TASK: Write out every entry in full. Leave nothing out.
◇ ◇ ◇ ◇ ◇ ◇ ◇
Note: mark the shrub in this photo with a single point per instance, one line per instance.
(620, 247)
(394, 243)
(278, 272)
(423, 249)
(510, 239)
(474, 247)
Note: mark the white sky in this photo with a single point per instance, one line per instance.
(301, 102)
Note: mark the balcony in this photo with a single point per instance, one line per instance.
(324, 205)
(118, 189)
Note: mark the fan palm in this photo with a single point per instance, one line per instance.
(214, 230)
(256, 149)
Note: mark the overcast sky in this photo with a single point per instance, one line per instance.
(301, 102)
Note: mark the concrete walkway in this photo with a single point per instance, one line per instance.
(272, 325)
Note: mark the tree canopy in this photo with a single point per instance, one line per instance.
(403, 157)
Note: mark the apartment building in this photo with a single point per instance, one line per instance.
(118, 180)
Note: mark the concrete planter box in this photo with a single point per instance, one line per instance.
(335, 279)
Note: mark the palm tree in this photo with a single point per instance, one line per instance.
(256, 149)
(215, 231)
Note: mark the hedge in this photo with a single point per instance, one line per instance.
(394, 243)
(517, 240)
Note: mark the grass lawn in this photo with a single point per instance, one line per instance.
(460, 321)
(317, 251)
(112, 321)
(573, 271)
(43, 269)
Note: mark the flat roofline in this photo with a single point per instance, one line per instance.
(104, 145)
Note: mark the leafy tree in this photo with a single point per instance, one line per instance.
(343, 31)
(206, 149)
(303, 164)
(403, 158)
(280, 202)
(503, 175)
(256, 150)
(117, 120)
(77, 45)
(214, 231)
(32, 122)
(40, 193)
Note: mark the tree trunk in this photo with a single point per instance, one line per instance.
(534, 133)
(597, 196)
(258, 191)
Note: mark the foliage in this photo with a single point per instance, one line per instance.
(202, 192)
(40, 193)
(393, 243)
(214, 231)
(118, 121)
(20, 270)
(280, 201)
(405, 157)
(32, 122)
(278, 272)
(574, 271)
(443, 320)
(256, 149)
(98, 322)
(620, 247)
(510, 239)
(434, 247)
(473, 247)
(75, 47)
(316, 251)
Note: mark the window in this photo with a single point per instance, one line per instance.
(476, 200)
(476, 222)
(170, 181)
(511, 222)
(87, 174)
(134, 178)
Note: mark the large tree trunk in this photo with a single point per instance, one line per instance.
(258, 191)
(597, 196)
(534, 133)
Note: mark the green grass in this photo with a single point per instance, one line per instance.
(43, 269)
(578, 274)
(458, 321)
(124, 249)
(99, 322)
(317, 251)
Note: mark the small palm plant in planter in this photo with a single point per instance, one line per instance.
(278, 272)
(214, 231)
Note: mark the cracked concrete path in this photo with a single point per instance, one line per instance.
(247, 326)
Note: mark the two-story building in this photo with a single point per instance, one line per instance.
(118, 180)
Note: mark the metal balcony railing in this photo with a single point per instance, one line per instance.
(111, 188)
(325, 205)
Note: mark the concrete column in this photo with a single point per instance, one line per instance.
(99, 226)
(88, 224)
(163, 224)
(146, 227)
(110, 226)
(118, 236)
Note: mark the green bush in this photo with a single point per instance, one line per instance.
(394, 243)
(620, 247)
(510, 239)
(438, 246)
◇ ◇ ◇ ◇ ◇ ◇ ◇
RESULT:
Note: mark the shrub in this photo with a single point per instance, one line per instance.
(620, 247)
(394, 243)
(278, 272)
(423, 249)
(510, 239)
(474, 247)
Note: mark the white sky in this photo with a single point per instance, one line per instance.
(301, 102)
Note: mark the balcony in this photo with a single point per instance, one line per instance.
(324, 205)
(118, 189)
Note: mark the fan palm in this photo with a single point per instance, one line per instance.
(214, 230)
(256, 149)
Note: mark the overcast sky in this photo with a single point per instance, one line per instance.
(301, 102)
Note: mark the concrete walkway in this photo with a single point per instance, one line per instance.
(272, 325)
Note: mark the tree canopy in this photo with a single point per instance, one line per instance.
(403, 157)
Note: mark the apartment building in this photo with a single point per instance, one line per instance.
(118, 180)
Note: mark the concrete planter box in this photo with a single point per instance, one line per instance.
(335, 279)
Note: mark the palm tree in this photo with a single point per instance, one line per instance.
(256, 149)
(215, 231)
Note: mark the hedge in this photo with a single point per instance, one line per instance.
(394, 243)
(517, 240)
Note: mark the grass lawn in this photo with a single point per instance, one line per instance.
(460, 321)
(317, 251)
(112, 321)
(573, 271)
(43, 269)
Note: mark the flat roofline in this photo with a single point per instance, one line per instance.
(104, 145)
Note: mark the leafy tree in this photo with a single point per instance, one line per instance.
(343, 31)
(206, 149)
(303, 164)
(403, 158)
(280, 202)
(503, 175)
(256, 150)
(117, 120)
(77, 45)
(214, 231)
(32, 122)
(40, 193)
Note: mark the tree trunk in this photo with a single point per instance, one line per instance.
(534, 133)
(597, 196)
(258, 191)
Note: mark the foliage in this photo with a single point per instance, one line per instance.
(202, 192)
(40, 193)
(393, 243)
(214, 231)
(118, 121)
(20, 270)
(280, 201)
(405, 157)
(32, 122)
(278, 272)
(574, 271)
(443, 320)
(256, 149)
(98, 322)
(620, 247)
(510, 239)
(434, 247)
(473, 247)
(75, 47)
(316, 251)
Note: mark the window in this photo with a single point per instance, one line per instance.
(476, 200)
(476, 222)
(170, 181)
(511, 222)
(87, 174)
(134, 178)
Note: mark the large tree trunk in this photo with a single point per instance, one line per instance.
(258, 191)
(597, 196)
(534, 133)
Note: mark the green grass in this photo with a single point per instance, one line per instance.
(43, 269)
(578, 274)
(458, 321)
(124, 249)
(99, 322)
(317, 251)
Note: mark the small palm plant in planter in this photo with a single point per instance, one line per instance.
(278, 272)
(214, 231)
Note: mark the cracked concrete path in this photo with a single point per instance, one line per instance.
(247, 326)
Note: mark the two-story building in this photo with a single point per instance, one line per instance.
(118, 180)
Note: mark the metal balcony railing in this photo with a single point per instance, one line per instance.
(111, 188)
(325, 205)
Note: mark the concrete column in this photo with a single point per instance, one line per instance.
(99, 226)
(88, 224)
(163, 224)
(146, 227)
(110, 226)
(118, 236)
Note: mark the green bush in this photo with a single point per instance, one line per instance.
(394, 243)
(620, 247)
(510, 239)
(438, 246)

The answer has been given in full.